Text shown:
**********
Pfizer loses landmark second medical use patent case

by | 14th Nov 2018 | News

The UK Supreme Court has ruled against Pfizer in a long-running legal battle over the validity of a second medical use patent protecting pregabalin.

The UK Supreme Court has ruled against Pfizer in a long-running legal battle over the validity of a second medical use patent protecting pregabalin.

The drug giant’s original patent for pregabalin (sold as Lyrica) as a treatment for epilepsy expired in 2014, paving the way for Allergan (previously called Actavis) and others to launch cheaper generic formulations for the condition and generalised anxiety disorder.

But Pfizer also secured a second-use patent protecting pregabalin as a treatment for pain until July 2017. In the complex and closely-watched legal case, the firm argued that Allergan’s generic alternative, and others, would inevitably also be used to treat pain despite targeting non-protected indications, and thus infringe its patent.

However, in October 2016, the Court of Appeal affirmed an earlier High Court decision that the patent covering pregabalin for pain was not infringed by generic forumations, and also that patent claims directed generally to pain and neuropathic pain are invalid.

The Supreme Court has now backed this decision, ruling that patent claims relevant to the neuropathic pain indications are invalid and marking the end of the line for Pfizer’s battle to uphold the drug’s protection in this setting.

Pfizer voiced disappointment with the decision. “This ruling has significant impact on innovation in public health,” it said in a statement.

“The period that a medicine is under patent is a critical phase in its lifecycle that fuels innovation – as science evolves and knowledge grows, patients increasingly benefit from ongoing research into new uses for existing medicines.

“As situations such as these are expected to become more common, it’s important for patients that pharmaceutical companies are able to protect patents, including second medical use patents.”

Nick Sutcliffe, partner at Mewburn Ellis, said the news is “potentially bad news for patentees, not least in the biotechnology and pharmaceutical fields.

“The ruling will make patents easier to avoid and more vulnerable to invalidation and thus weaken patent holders’ rights and ability to innovate with confidence.

“The ruling confirms that patentees need to provide a significantly broader range of evidence to justify the scope of their patent protection – which risks placing an onerous burden on rights holders and thus increases the cost and uncertainty of obtaining and enforcing patent rights.”
**********
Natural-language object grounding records
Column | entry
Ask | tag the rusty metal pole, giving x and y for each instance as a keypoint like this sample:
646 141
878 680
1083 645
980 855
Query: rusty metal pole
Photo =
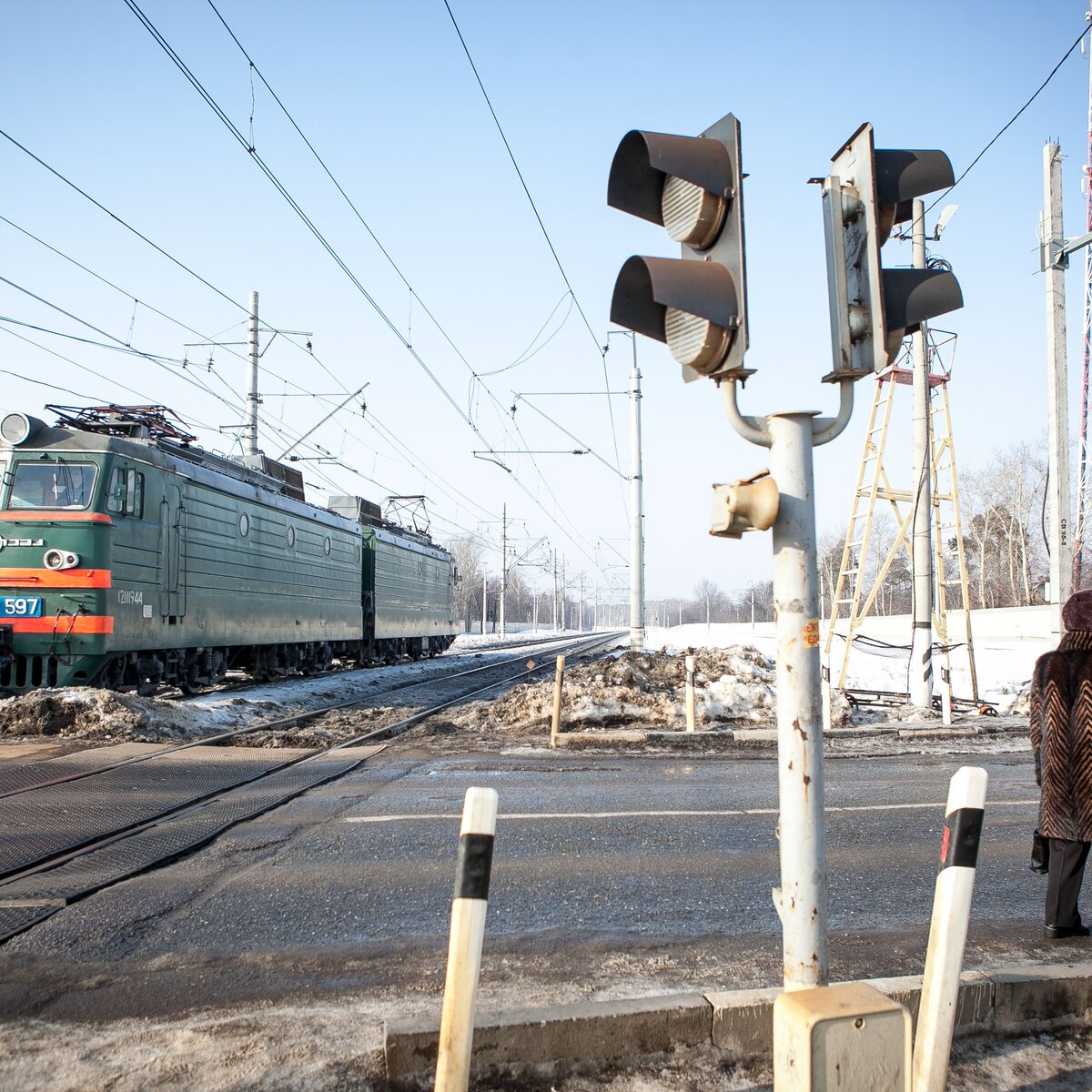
802 898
**********
Task description: According to the article on Pfizer's patent case, until when did Pfizer's second-use patent protect pregabalin as a treatment for pain? You can complete the task without the records.

Response for this exercise: Until July 2017.